### What this task involves
Set the data down again so that every line matches exactly.

(Records for this task Opens)

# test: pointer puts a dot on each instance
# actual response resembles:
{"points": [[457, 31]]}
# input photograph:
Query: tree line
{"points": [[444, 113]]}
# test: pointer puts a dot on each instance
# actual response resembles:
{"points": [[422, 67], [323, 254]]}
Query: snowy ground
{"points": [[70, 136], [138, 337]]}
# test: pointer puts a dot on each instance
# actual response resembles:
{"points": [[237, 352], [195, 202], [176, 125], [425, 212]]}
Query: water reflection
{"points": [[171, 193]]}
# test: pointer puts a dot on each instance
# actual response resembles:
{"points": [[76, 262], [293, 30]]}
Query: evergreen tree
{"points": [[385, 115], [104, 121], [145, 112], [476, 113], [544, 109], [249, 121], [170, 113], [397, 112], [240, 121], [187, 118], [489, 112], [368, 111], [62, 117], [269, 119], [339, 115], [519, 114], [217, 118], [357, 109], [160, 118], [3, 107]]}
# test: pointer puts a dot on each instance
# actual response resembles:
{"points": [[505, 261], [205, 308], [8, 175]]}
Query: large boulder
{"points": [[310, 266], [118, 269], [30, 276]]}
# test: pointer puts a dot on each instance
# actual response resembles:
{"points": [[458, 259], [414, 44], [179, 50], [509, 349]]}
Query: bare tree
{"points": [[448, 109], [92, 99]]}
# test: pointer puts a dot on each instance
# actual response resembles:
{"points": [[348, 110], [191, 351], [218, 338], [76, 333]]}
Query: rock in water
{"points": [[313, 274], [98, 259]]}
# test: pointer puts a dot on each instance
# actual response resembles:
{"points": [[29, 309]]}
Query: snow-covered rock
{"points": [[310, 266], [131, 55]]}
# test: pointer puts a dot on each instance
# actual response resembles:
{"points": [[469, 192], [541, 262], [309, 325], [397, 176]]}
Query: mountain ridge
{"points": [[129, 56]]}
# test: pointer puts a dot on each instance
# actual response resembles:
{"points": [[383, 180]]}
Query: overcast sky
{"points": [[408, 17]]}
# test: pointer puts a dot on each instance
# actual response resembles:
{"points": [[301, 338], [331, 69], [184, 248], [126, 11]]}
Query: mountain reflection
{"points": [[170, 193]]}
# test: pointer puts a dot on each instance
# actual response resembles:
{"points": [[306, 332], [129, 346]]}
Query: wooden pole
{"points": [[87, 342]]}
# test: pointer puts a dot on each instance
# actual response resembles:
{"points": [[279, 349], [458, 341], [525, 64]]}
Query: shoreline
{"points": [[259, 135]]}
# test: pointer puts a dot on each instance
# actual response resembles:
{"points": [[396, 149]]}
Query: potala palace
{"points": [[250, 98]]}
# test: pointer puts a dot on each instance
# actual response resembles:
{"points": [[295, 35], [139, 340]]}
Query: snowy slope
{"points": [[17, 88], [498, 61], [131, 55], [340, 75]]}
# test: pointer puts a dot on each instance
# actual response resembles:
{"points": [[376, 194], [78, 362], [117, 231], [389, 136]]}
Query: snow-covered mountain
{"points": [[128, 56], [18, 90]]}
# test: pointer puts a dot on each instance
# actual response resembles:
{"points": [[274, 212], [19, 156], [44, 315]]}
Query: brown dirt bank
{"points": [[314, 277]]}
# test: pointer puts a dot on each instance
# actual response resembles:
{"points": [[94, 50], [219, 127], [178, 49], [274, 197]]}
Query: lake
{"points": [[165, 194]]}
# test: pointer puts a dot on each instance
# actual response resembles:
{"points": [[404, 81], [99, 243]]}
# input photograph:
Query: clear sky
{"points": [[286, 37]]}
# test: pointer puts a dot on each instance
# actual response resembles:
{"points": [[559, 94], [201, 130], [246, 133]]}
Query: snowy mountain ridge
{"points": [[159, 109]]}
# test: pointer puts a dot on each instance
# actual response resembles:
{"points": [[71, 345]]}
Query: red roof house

(Records for this task Closes)

### Your solution
# test: pointer puts a dot on each instance
# actual response resembles:
{"points": [[457, 31]]}
# input photograph:
Query: tree line
{"points": [[444, 113]]}
# test: pointer puts a dot on each instance
# actual response resembles:
{"points": [[422, 67], [323, 254]]}
Query: snowy ground
{"points": [[70, 136], [138, 337]]}
# test: pointer puts a dot on each instance
# actual response resembles:
{"points": [[237, 352], [195, 202], [176, 125], [425, 212]]}
Query: water reflection
{"points": [[171, 193]]}
# test: pointer puts a dot on each instance
# actual response resembles:
{"points": [[76, 262], [293, 30]]}
Query: evergreen tree
{"points": [[385, 115], [104, 121], [145, 112], [476, 113], [544, 109], [249, 121], [170, 113], [397, 112], [240, 121], [187, 118], [489, 112], [368, 111], [62, 117], [269, 119], [339, 115], [519, 114], [217, 118], [357, 109], [160, 118], [3, 107]]}
# test: pointer puts a dot on each instance
# actual response resembles:
{"points": [[505, 261], [205, 308], [8, 175]]}
Query: large boulder
{"points": [[310, 266], [118, 269], [30, 276]]}
# test: pointer puts a dot on each instance
# actual response resembles:
{"points": [[458, 259], [414, 44], [179, 50], [509, 349]]}
Query: bare tree
{"points": [[448, 109], [92, 99]]}
# test: pointer puts a dot on each instance
# actual response resembles:
{"points": [[348, 110], [191, 351], [218, 338], [76, 333]]}
Query: rock in water
{"points": [[313, 274], [98, 259]]}
# test: pointer puts a dot on each instance
# actual response resembles:
{"points": [[29, 309]]}
Query: snow-covered rock
{"points": [[310, 266], [131, 55]]}
# test: pointer puts a dot on each instance
# actual response resembles:
{"points": [[469, 192], [541, 262], [309, 325], [397, 176]]}
Query: mountain ridge
{"points": [[129, 56]]}
# test: pointer puts a dot on each instance
# actual response resembles:
{"points": [[383, 180]]}
Query: overcast sky
{"points": [[408, 17]]}
# test: pointer puts a dot on each instance
# actual response resembles:
{"points": [[301, 338], [331, 69], [184, 248], [126, 11]]}
Query: mountain reflection
{"points": [[170, 193]]}
# test: pointer puts a dot on each instance
# actual response resembles:
{"points": [[306, 332], [129, 346]]}
Query: wooden pole
{"points": [[87, 342]]}
# test: pointer puts a dot on each instance
# actual response resembles:
{"points": [[279, 349], [458, 341], [525, 64]]}
Query: shoreline
{"points": [[259, 135]]}
# test: pointer puts a dot on each instance
# actual response resembles:
{"points": [[396, 149]]}
Query: potala palace
{"points": [[250, 98]]}
# test: pointer puts a dot on each instance
# actual response resembles:
{"points": [[295, 35], [139, 340]]}
Query: snowy slope
{"points": [[17, 88], [498, 61], [131, 55], [340, 75]]}
# test: pointer puts a dot on each instance
# actual response resembles:
{"points": [[376, 194], [78, 362], [117, 231], [389, 136]]}
Query: snow-covered mountain
{"points": [[128, 56], [18, 90]]}
# test: pointer puts a dot on each instance
# actual response resembles:
{"points": [[274, 212], [19, 156], [44, 315]]}
Query: brown dirt bank
{"points": [[314, 277]]}
# test: pointer puts a dot on each instance
# actual response resembles:
{"points": [[94, 50], [219, 127], [178, 49], [274, 197]]}
Query: lake
{"points": [[165, 194]]}
# test: pointer puts a dot on each instance
# actual response resembles:
{"points": [[404, 81], [99, 243]]}
# input photograph:
Query: clear sky
{"points": [[286, 37]]}
# test: pointer puts a dot on each instance
# actual response resembles:
{"points": [[559, 94], [201, 130], [246, 133]]}
Query: snowy mountain ridge
{"points": [[159, 109]]}
# test: pointer puts a dot on each instance
# actual response resembles:
{"points": [[71, 345]]}
Query: red roof house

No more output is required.